[Texto de leitura]:
:::::

E CONSEGUI VIRÁ-LA. (2ª parte)

Segundo Anabela, a parte mais dura física e psicologicamente não aconteceu só na fase do conhecimento da doença, mas sobretudo após a mastectomia (remoção completa da mama). “Para uma jovem, ver-se sem um peito é uma mutilação muito grande. Só dá valor quem passa por isso. Digo muito que a nossa vida é como um livro. Rasguei uma página ao meio e consegui virá-la”, sublinha. A jovem de 34 anos apenas encarou uma vez a “ausência” de peito. Logo a seguir a operação, pediu à enfermeira se podia observar o seu estado. “Aguentei e vi. A partir dali, usei sempre o sutiã de prótese como forma de não pensar mais nisso. Só tirava no banho. Se me levantasse sem, era um dia desanimada e devastada porque voltava a realidade de não ter ali o meu peito”, explica. Quanto ao marido, Anabela preferiu não mostrar porque queria que “ele guardasse a imagem dela antes e não de coitadinha”.

:::::

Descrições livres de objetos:

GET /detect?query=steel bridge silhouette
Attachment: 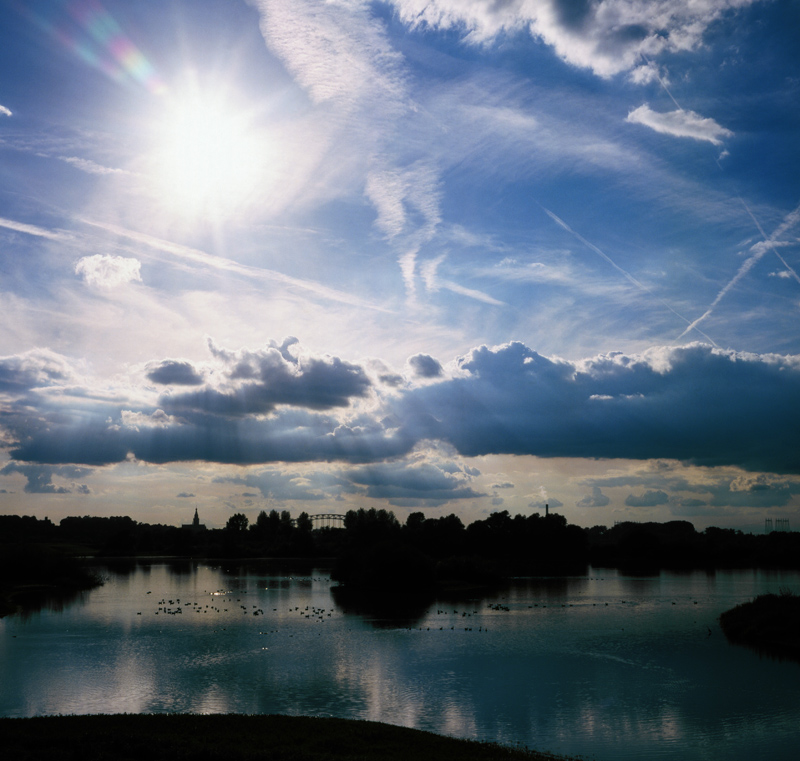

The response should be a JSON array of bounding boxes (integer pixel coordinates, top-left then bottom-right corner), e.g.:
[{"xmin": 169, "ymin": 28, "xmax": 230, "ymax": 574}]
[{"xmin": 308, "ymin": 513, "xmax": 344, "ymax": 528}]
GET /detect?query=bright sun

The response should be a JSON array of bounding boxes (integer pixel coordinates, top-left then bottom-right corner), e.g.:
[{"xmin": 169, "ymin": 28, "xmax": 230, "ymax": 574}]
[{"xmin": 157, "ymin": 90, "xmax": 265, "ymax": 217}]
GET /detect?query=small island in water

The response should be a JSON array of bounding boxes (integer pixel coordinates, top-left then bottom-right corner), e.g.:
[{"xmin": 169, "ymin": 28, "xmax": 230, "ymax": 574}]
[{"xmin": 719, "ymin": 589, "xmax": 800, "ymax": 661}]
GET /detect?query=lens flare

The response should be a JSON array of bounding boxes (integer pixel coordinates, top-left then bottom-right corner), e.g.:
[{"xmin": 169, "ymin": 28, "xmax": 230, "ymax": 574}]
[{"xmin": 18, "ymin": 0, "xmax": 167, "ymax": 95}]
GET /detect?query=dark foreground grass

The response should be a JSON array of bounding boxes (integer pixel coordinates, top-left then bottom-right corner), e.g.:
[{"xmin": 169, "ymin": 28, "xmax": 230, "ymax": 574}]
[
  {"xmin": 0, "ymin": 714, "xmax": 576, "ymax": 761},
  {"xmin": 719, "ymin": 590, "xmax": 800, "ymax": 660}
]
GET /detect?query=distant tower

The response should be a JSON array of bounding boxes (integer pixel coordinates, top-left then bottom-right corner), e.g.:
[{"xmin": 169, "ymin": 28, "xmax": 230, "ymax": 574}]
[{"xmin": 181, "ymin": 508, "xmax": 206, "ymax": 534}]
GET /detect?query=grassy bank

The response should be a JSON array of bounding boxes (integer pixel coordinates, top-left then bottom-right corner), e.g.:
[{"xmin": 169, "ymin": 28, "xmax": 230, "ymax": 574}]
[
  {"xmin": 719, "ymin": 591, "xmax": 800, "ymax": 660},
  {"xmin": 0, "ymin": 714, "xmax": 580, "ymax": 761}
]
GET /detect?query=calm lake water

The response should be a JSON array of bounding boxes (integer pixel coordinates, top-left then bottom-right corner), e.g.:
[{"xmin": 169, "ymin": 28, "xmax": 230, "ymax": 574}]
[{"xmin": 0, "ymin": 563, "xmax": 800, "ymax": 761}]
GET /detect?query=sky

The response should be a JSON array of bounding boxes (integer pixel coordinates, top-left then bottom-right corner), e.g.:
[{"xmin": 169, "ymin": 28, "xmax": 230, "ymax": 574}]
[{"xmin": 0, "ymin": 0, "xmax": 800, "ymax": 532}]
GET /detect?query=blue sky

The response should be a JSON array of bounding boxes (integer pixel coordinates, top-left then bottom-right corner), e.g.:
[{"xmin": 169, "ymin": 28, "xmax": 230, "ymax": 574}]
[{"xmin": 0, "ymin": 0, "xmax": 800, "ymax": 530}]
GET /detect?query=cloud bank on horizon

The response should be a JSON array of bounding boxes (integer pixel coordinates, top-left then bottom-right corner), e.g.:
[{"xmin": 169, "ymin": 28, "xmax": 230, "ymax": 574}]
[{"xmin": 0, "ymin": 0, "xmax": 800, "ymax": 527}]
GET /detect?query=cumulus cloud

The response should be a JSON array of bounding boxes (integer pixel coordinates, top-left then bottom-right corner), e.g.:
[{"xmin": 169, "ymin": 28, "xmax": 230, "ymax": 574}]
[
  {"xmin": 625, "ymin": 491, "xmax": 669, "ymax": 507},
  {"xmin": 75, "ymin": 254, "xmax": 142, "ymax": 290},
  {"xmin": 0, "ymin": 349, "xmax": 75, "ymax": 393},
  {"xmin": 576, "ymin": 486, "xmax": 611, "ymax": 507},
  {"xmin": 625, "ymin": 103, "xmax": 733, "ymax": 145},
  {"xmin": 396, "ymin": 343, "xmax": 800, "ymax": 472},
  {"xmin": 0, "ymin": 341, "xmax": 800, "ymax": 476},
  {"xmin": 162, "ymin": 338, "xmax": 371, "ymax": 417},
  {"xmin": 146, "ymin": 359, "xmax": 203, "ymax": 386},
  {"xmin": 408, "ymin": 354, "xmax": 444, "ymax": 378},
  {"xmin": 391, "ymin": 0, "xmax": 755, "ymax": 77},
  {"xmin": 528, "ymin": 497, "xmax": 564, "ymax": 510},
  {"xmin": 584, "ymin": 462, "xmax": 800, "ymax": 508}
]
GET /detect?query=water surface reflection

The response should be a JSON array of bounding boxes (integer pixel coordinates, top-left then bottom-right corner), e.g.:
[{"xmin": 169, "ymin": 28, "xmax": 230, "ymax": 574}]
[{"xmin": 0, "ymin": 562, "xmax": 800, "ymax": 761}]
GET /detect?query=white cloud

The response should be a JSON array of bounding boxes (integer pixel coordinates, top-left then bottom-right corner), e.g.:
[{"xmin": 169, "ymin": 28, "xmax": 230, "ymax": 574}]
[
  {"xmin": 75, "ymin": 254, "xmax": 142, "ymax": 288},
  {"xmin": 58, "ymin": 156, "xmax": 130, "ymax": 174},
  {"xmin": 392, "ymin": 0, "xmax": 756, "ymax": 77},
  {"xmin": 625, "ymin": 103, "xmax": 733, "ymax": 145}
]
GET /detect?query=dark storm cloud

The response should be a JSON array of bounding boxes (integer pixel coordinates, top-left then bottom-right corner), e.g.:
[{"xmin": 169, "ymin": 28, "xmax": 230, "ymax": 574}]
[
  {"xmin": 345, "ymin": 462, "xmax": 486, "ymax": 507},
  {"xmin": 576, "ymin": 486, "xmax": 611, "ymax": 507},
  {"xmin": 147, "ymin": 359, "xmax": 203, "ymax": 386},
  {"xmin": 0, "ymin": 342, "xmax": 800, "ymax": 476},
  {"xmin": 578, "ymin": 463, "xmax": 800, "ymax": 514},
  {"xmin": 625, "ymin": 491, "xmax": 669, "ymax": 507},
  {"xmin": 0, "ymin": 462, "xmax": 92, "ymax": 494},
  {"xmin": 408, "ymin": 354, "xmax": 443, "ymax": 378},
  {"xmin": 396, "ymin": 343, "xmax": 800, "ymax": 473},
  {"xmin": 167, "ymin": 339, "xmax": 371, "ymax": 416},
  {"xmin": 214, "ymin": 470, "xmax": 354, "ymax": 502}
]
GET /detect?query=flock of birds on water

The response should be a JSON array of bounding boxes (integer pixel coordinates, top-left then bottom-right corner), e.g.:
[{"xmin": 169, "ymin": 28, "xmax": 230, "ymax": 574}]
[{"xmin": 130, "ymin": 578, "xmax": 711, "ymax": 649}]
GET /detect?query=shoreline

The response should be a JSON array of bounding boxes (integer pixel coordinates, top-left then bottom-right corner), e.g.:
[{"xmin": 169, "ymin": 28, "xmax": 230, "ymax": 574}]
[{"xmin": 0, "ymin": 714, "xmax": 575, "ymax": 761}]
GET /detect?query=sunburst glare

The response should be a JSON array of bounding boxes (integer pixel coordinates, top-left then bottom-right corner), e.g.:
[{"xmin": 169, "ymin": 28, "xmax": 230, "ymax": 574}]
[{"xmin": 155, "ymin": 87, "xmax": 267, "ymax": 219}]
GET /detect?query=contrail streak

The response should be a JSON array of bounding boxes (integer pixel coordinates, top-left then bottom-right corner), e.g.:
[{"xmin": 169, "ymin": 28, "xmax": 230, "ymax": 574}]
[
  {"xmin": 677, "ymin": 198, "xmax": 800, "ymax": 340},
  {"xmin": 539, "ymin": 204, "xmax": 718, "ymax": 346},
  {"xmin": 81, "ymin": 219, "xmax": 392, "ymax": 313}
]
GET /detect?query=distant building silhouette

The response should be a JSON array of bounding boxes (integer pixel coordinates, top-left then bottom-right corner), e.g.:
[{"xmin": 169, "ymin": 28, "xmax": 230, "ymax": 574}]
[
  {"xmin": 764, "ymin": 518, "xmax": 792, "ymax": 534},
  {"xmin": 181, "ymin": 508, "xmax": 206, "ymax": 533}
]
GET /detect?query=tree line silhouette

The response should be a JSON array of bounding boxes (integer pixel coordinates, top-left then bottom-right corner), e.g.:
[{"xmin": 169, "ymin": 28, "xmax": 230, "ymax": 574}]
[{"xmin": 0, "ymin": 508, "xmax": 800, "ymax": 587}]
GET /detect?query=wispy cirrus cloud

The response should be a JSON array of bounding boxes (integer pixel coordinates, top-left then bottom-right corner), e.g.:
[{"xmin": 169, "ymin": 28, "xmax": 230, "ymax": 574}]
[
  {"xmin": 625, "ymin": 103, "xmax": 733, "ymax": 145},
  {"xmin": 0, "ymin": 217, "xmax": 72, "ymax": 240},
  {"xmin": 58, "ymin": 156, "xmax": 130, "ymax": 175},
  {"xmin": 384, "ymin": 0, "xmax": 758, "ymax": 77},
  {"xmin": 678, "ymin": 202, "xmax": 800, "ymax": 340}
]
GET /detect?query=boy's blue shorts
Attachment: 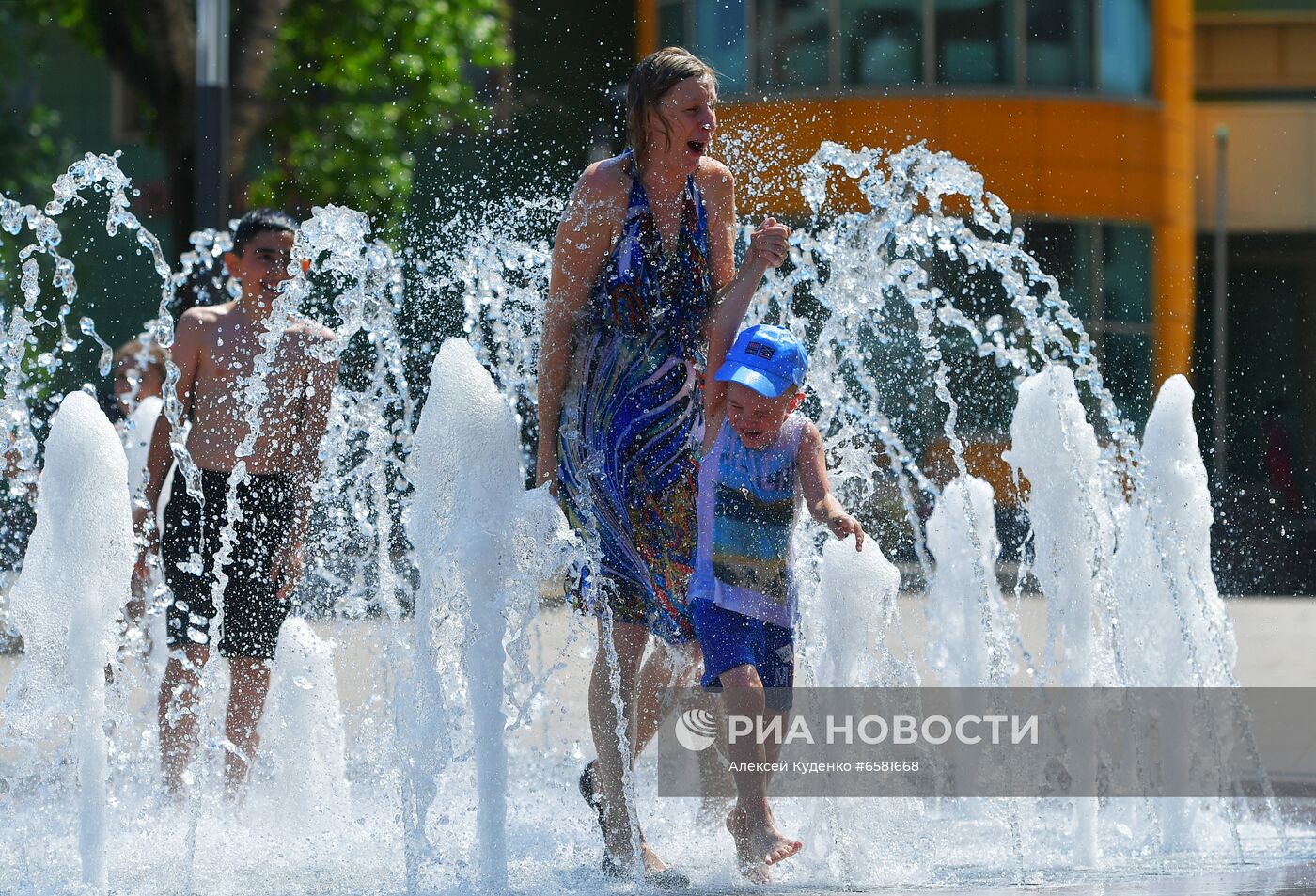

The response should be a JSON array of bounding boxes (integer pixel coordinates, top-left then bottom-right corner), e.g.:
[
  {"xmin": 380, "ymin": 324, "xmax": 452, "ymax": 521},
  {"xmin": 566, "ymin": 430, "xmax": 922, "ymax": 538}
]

:::::

[Atividades]:
1. No texto sobre Anabela, o que usou ela sempre para não pensar mais na ausência do peito?
2. Escreva a continuação do texto sobre Anabela, a partir da sua última frase.
Os dados não têm qualquer papel nestas atividades.

[Respostas]:
1. Usou sempre o sutiã de prótese, que só tirava no banho.

2.
Sete meses de espera e chega o momento aguardado: a reconstrução. Feita em 4 fases com intervalos de 2 meses: põe-se um expansor com soro fisiológico, retira-se para por silicone, reconstrução do mamilo e por fim da auréola. “Não vou esquecer esse dia. Fiquei radiante, sentindo-me mulher de novo. O médico até brincou comigo: «Vai ficar com um problema no pescoço porque só olha para baixo», exclama rindo com um sorriso juvenil. Para Anabela, a operação foi feita numa instituição particular, daí ter sido ainda mais dispendiosa. No entanto, não trocaria essa decisão por nada. “Não esperei pelo sistema público de saúde. Podia ter sido tarde demais para mim, caso eu tivesse acreditado nos primeiros médicos que me diziam estar tudo bem. A espera e a prevenção são incorrectas. A realidade devia ser estudada com maior preocupação e a reconstrução devia ser proposta de imediato. Não a quem faz radioterapia, porque aí a espera é de 5 anos obrigatórios, mas a todas as outras mulheres que aguardam e desesperam numa lista de espera ridícula”, avalia, revoltada.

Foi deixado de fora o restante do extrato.